▶ _About this task_:
Every line in the records below between the one holding "Target: red geranium" and the one holding "shown by (109,669).", inclusive, is to be set down exactly; all other lines are to be left out.

(Records excerpted from a collection)

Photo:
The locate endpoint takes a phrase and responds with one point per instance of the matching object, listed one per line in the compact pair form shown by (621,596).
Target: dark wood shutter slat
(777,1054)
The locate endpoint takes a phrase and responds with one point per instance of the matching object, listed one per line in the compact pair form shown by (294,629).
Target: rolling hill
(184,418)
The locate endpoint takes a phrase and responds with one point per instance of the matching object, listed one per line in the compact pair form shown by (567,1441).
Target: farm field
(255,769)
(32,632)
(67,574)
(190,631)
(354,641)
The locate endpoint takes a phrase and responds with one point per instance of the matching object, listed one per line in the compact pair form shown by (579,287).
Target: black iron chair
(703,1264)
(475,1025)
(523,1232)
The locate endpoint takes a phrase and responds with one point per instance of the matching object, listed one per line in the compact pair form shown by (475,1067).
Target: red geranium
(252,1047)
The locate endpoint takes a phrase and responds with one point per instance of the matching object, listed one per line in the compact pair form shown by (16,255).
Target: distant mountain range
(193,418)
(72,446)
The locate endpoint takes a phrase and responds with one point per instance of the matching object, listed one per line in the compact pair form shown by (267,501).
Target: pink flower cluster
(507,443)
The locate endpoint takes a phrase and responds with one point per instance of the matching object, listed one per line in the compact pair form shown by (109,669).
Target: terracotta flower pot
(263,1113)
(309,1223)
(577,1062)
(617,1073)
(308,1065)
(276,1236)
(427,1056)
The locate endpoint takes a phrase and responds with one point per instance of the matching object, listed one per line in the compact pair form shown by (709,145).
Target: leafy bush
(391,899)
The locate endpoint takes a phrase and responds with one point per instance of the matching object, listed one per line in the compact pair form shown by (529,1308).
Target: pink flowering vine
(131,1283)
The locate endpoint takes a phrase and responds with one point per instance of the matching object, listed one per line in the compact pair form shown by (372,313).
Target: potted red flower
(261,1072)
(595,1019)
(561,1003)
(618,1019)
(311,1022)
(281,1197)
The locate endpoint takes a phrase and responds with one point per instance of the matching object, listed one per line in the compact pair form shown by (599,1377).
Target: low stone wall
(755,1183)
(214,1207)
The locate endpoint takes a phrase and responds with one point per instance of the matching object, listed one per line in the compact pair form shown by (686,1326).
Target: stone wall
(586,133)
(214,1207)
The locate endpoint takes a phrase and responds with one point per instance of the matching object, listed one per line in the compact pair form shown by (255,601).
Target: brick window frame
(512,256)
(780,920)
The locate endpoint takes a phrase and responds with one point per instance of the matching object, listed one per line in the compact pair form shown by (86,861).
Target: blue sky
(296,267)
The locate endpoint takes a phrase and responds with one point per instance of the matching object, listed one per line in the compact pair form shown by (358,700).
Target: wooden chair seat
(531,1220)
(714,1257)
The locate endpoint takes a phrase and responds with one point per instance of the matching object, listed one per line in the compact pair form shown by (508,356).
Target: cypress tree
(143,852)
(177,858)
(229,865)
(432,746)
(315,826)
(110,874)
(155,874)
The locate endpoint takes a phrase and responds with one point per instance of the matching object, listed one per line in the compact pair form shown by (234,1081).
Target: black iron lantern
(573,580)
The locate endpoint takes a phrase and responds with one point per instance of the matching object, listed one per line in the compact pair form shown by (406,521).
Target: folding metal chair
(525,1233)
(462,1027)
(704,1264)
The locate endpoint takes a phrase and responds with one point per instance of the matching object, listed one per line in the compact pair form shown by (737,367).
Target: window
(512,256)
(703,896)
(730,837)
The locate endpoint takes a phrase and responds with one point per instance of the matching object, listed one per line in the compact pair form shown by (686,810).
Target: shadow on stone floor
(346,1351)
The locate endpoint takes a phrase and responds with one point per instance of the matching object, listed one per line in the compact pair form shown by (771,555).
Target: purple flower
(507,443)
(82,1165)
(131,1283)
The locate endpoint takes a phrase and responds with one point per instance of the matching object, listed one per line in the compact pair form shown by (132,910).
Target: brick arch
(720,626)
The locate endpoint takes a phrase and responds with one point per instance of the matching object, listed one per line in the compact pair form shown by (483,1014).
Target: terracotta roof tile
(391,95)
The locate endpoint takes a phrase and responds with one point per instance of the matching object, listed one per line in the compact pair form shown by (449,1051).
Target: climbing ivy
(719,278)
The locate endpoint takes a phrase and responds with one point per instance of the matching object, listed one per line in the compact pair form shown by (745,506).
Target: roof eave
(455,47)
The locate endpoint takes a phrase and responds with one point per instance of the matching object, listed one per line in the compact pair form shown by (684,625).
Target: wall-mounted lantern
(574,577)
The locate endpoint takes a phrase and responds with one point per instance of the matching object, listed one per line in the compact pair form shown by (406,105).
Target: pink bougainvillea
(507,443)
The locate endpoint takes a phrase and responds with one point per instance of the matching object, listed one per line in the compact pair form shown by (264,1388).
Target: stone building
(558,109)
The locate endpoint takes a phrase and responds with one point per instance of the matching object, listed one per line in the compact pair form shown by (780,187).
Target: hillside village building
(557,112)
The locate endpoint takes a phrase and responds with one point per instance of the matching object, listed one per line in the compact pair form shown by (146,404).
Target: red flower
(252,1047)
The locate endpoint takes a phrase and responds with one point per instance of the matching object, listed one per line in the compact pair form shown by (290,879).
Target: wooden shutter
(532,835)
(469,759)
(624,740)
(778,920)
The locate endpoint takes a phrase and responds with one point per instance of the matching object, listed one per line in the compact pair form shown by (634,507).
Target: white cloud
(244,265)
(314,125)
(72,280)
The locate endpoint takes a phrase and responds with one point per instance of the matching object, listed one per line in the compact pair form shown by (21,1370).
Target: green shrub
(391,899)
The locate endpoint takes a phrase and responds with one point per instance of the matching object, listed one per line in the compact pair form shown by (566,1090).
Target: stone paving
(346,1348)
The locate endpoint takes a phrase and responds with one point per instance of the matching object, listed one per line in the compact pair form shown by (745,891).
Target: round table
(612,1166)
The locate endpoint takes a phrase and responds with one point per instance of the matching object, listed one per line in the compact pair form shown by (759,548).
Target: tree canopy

▶ _Answer space_:
Target: red geranium
(252,1047)
The locate endpoint takes a phrase and responds with one point per instance of the matching object, listed one per line in the compact pair form shown by (16,255).
Target: distant mountain range
(193,418)
(72,446)
The locate endpoint takes a phrase and responds with one point per instance of the matching object, listed one per line in the compact pair form shown by (267,501).
Target: pink flower cluster
(507,443)
The locate endpoint takes a phrase and responds with one point per instance of the matching object, listed one per line in the compact pair form shown by (109,669).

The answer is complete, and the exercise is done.